▶ Texte:

* * * * * * * * *

La Voix du sang : La détresse et l'enchantement
Scène

La Voix du sang : La détresse et l’enchantement

Notez bien, c’est un petit bijou qui se cache au deuxième étage du Théâtre d’Aujourd’hui. La Salle Jean-Claude-Germain, qui a la réputation de révéler parfois des bulles de bonheur théâtral, présente La Voix du sang, texte et mise en scène de Marc St-Pierre. À l’ère des méga-productions souvent sans âme, voici une création toute en simplicité mais surtout en efficacité, menant jusqu’au ravissement. L’histoire somme toute banale relate le rendez-vous raté de Gilbert avec sa mère biologique, enfuie on ne sait où, laissant à la réception du motel son fils André, un jeune simple d’esprit. Les deux hommes se reconnaîtront à travers l’inquiétude et le déséquilibre qu’entraîne la disparition de la figure maternelle.

Outre le fait que le texte soit parsemé de répliques jouissives, René Arbour et Sylvain Pesant transforment la pièce en pur moment de grâce, alors qu’on les suit partout où ils veulent bien nous entraîner, que ce soit dans une chambre d’hôtel ou dans le bois, dans les rires ou les larmes. Pesant interprète avec une sincérité froide ce fonctionnaire ébranlé demeurant rigoureusement distant face aux êtres humains. Alors que le personnage parfois méchant et brusque pourrait nous repousser de prime abord, le comédien réussit étrangement à le rendre attachant sans tomber dans le piège de la pitié. Arbour, quant à lui, interprète avec beaucoup de justesse ce frère légèrement autiste, véritable tour de force quand on sait les possibles dérapages d’un rôle demandant un tel travail sur la folie. Les deux acteurs jouent ici avec une complicité et un plaisir évidents, mais surtout avec une humble sincérité. Ils réussissent même à faire oublier la trop rapide progression de l’histoire, qui pourrait paraître incongrue. On est prêt à croire à tout, tant ils y croient devant nous. Même à l’arrivée probable de la mère disparue, alors qu’on sait très bien qu’il n’y a pas de comédienne pour l’interpréter. Et jusqu’au bout, on l’attend.

* * * * * * * * *

▶ Données fournies:
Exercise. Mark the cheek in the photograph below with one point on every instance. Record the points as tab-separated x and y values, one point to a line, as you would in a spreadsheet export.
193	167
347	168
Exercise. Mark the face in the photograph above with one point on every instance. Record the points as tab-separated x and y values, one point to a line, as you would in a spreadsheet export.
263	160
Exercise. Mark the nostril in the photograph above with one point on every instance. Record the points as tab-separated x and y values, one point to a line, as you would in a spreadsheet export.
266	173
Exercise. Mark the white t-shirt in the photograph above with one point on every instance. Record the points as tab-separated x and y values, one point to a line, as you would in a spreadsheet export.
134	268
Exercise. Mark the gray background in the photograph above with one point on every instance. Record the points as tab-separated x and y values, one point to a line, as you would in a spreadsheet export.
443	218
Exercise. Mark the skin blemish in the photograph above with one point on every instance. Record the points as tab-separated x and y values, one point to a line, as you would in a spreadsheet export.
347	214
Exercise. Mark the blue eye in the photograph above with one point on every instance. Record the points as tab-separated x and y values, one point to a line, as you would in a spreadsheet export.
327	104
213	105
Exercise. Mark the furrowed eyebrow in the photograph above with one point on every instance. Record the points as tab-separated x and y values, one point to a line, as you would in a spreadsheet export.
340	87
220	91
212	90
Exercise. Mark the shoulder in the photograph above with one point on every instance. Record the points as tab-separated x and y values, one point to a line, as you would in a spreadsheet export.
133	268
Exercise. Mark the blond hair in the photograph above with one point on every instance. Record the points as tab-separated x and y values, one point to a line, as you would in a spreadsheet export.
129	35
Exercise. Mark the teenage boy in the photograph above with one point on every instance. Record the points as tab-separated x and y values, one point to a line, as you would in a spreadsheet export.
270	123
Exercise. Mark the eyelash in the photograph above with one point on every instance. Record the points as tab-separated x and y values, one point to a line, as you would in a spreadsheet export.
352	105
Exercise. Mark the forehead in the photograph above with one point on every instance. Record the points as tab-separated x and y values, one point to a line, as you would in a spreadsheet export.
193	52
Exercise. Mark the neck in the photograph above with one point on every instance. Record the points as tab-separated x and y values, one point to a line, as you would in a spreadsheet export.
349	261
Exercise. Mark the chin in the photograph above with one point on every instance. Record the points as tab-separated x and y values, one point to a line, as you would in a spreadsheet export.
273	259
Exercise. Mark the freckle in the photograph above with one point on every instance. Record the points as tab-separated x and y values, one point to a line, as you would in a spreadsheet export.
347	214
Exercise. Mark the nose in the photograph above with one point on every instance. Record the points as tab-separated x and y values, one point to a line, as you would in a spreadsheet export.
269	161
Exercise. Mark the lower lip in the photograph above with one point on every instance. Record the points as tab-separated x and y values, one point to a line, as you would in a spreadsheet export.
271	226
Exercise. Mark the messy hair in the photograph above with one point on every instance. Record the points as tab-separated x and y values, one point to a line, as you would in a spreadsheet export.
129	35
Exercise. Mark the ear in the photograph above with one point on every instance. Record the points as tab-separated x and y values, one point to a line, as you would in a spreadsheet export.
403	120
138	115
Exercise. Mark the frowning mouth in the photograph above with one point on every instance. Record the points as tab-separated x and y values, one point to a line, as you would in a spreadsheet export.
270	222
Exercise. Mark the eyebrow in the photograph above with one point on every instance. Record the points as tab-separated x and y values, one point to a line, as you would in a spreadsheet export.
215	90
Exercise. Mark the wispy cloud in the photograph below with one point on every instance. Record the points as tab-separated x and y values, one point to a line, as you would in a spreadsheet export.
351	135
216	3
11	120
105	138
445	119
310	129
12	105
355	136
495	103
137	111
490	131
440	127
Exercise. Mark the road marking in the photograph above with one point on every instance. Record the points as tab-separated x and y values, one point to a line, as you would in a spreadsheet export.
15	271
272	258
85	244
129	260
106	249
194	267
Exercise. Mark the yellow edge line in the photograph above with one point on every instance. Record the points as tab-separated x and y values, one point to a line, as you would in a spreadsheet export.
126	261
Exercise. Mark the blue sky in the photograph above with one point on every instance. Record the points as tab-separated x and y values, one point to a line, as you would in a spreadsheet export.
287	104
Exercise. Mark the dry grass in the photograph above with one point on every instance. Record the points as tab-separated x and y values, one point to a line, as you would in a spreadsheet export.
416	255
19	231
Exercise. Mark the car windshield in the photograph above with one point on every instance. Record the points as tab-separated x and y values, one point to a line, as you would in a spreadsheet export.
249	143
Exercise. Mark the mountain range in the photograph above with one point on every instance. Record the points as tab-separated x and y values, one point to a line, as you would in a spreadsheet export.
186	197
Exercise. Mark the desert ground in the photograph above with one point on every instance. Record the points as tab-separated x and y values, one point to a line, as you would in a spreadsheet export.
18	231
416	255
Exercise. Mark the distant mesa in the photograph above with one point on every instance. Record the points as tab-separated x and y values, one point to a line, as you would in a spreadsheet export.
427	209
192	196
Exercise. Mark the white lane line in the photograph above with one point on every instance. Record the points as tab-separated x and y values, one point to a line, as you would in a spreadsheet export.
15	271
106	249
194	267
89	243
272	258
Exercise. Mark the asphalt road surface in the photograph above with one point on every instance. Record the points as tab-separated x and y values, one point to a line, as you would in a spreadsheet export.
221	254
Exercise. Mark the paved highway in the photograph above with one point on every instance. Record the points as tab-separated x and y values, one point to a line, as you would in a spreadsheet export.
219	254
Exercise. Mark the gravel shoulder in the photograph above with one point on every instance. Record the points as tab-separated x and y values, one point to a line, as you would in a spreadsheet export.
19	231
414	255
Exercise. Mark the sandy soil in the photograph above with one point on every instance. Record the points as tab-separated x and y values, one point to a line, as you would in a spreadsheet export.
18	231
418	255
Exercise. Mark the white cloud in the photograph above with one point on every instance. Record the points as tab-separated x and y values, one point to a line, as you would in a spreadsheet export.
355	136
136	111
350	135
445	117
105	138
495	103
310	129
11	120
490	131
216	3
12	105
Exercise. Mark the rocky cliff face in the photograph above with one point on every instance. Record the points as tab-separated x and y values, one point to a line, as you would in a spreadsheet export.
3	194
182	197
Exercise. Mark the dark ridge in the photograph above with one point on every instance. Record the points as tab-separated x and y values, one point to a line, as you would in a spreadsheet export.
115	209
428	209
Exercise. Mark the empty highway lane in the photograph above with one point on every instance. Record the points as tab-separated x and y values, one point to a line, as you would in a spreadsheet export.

* * * * * * * * *

▶ Série de tâches:
(a) Recopiez tout ce qui va, dans la critique de La Voix du sang, de « La Voix du sang : La » jusqu'à « la figure maternelle. ».
(b) Dans la critique de La Voix du sang, qui signe le texte et la mise en scène de la pièce ?
(c) Poursuivez la critique de La Voix du sang après sa dernière phrase.
Les enregistrements n'interviennent nullement ici.

▶ Corrigé:
(a)
La Voix du sang : La détresse et l’enchantement

Notez bien, c’est un petit bijou qui se cache au deuxième étage du Théâtre d’Aujourd’hui. La Salle Jean-Claude-Germain, qui a la réputation de révéler parfois des bulles de bonheur théâtral, présente La Voix du sang, texte et mise en scène de Marc St-Pierre. À l’ère des méga-productions souvent sans âme, voici une création toute en simplicité mais surtout en efficacité, menant jusqu’au ravissement. L’histoire somme toute banale relate le rendez-vous raté de Gilbert avec sa mère biologique, enfuie on ne sait où, laissant à la réception du motel son fils André, un jeune simple d’esprit. Les deux hommes se reconnaîtront à travers l’inquiétude et le déséquilibre qu’entraîne la disparition de la figure maternelle.

(b) Marc St-Pierre.

(c)
L’efficace mise en scène de l’auteur reste habilement au service de ce duel d’acteurs alors que le souci du rythme contribue à l’enchantement général. De plus, tout élément de décor (Stéphane Proulx), extrait sonore (Éric Bouchard) ou éclairage (François Pilote) vient habilement soutenir la performance des comédiens sans jamais la reléguer au deuxième plan. Jamais plus de trois éléments de décor à la fois sur cette petite scène brillamment habitée par tous les concepteurs. Pour illustrer une chambre, un simple fauteuil et une télécommande. Une bande-son fera habilement écho aux changements de poste effectués par l’acteur. Pour illustrer un bois, un petit banc, derrière lequel sont tapis les acteurs en habit de camouflage, alors que la bande-son nous situe discrètement. Et pourtant, malgré ce décor basé sur l’évocation plutôt que sur un souci de réalisme, jamais on ne remarque la technique. On est assis avec les canards, on s’est introduit dans la chambre interdite. On découvre avec joie de nouveaux Vladimir et Estragon. Le théâtre n’existe plus. Ne reste que la beauté.